**Problem statement**
Can you reproduce the data beneath, keeping every line exact?

(Object location annotation data)
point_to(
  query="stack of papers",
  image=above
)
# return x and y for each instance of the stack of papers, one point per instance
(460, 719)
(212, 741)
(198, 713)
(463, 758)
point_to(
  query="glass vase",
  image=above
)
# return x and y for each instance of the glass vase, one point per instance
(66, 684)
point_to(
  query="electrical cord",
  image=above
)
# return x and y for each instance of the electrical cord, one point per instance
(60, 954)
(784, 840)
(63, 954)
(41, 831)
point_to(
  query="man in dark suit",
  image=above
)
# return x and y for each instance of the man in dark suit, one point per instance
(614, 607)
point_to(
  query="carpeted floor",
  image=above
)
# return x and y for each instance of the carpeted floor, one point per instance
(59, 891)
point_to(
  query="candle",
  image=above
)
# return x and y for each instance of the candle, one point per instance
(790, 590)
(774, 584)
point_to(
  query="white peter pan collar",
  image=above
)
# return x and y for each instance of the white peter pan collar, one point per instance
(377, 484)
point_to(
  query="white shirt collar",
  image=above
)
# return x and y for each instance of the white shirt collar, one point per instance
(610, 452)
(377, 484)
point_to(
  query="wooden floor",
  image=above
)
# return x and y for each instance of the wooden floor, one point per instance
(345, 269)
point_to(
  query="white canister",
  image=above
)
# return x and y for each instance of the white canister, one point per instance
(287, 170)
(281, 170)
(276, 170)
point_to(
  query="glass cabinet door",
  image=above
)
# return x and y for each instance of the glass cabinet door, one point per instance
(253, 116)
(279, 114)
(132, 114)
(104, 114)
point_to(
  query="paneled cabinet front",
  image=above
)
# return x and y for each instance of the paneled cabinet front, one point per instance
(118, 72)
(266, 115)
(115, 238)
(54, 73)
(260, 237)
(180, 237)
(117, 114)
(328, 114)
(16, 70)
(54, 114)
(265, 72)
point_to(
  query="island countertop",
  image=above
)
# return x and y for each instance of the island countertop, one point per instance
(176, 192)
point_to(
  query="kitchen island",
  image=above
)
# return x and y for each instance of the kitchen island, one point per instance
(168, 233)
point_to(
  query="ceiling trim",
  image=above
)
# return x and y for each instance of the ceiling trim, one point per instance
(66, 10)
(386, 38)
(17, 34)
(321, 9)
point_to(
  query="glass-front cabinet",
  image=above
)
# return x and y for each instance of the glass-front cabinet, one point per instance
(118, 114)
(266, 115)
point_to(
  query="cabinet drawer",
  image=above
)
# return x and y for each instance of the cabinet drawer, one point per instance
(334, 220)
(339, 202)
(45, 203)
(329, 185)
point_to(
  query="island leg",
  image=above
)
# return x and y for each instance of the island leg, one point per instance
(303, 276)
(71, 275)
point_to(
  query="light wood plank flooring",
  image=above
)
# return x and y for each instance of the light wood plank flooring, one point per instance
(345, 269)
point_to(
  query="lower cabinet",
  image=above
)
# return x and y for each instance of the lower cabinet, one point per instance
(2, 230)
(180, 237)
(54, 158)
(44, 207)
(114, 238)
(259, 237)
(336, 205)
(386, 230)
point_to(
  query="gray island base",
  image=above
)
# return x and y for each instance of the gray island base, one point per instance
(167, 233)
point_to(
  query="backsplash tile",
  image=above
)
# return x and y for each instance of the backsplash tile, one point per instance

**Answer to this task**
point_to(
  query="stack of papers",
  image=above
)
# return x and y for each instance of the stack of papers, one point per instance
(460, 719)
(212, 741)
(198, 713)
(463, 758)
point_to(
  query="glass vase",
  image=above
)
# return x and y for each instance of the glass vase, one point per instance
(66, 684)
point_to(
  query="electrical cord",
  image=above
)
# return x and y for each instance of the electrical cord, one point per instance
(60, 954)
(784, 840)
(63, 954)
(41, 831)
point_to(
  query="man in dark suit",
  image=above
)
# return x and y for each instance of the man in dark suit, one point per instance
(614, 607)
point_to(
  query="carpeted floor",
  image=above
)
# return x and y for each instance of the carpeted floor, one point per instance
(59, 891)
point_to(
  query="candle",
  image=above
)
# return x and y for each instance of the candle, one point per instance
(790, 590)
(774, 584)
point_to(
  query="white peter pan collar",
  image=above
)
# return x and y for each instance of the white peter pan collar, one point per instance
(377, 484)
point_to(
  query="white shirt collar",
  image=above
)
# return x and y for each instance of the white shirt collar, one point per instance
(610, 452)
(377, 484)
point_to(
  query="wooden floor",
  image=above
)
# return x and y for each instance of the wooden floor, one point per instance
(345, 269)
point_to(
  query="white canister",
  image=above
)
# return x and y for each instance of the white canister, one point per instance
(287, 170)
(281, 170)
(276, 170)
point_to(
  query="glass cabinet door",
  image=above
)
# return x and y for each instance of the glass cabinet door, one point per instance
(253, 116)
(279, 114)
(132, 114)
(104, 114)
point_to(
  query="paneled cabinet front",
  image=above
)
# return x and y for each instance of the paneled cabinet front, one point per instance
(118, 72)
(266, 115)
(115, 238)
(54, 73)
(260, 237)
(180, 237)
(117, 114)
(328, 114)
(16, 70)
(54, 114)
(265, 72)
point_to(
  query="island countertop",
  image=above
)
# return x and y for each instance of the island countertop, one point per instance
(176, 192)
point_to(
  query="kitchen island",
  image=above
)
# return x and y for each instance of the kitchen island, one point per instance
(168, 233)
point_to(
  query="ceiling trim",
  image=above
)
# return x and y for each instance of the ceiling trim, one point per instance
(66, 10)
(386, 38)
(17, 34)
(321, 9)
point_to(
  query="glass-front cabinet",
  image=above
)
# return x and y for each instance of the glass-front cabinet, one point per instance
(118, 114)
(266, 115)
point_to(
  query="cabinet drawer",
  image=above
)
# return x and y for each instance of the cabinet drawer, one point per instance
(334, 220)
(339, 202)
(45, 203)
(329, 185)
point_to(
  query="island leg",
  image=above
)
# return x and y for each instance of the island leg, one point per instance
(303, 276)
(71, 275)
point_to(
  query="light wood plank flooring",
  image=above
)
# return x and y for each instance of the light wood plank flooring, one point per instance
(345, 269)
point_to(
  query="lower cabinet",
  image=above
)
# return x and y for each instance of the lower cabinet, one point per instance
(2, 230)
(180, 237)
(54, 158)
(44, 207)
(114, 238)
(259, 237)
(336, 205)
(386, 230)
point_to(
  query="gray island base",
  image=above
)
# return x and y for each instance of the gray island base, one point per instance
(167, 233)
point_to(
  query="backsplash tile",
  image=above
)
# return x and y for each instance of the backsplash tile, one point per instance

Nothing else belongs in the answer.